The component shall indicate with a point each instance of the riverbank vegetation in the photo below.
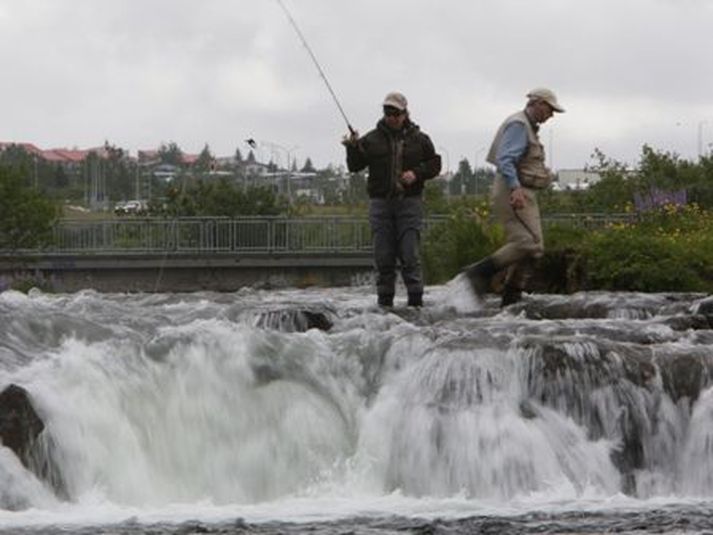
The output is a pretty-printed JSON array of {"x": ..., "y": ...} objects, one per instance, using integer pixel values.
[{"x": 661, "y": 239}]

+ + +

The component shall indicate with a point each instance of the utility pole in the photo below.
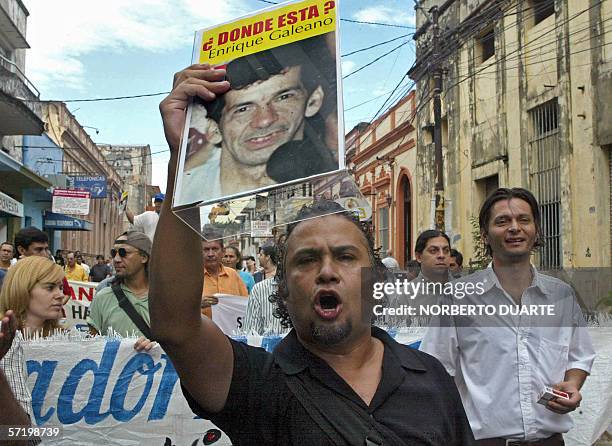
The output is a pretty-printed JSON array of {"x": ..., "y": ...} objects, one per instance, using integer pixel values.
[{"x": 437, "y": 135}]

+ + +

* Assigned task *
Look through the entries and return every line where "each" appears.

* Expected answer *
The component shall indicate with a point each instance of the riverbank vegetation in the photo below.
The component shall indicate with a point each instance of the utility pole in the photo below.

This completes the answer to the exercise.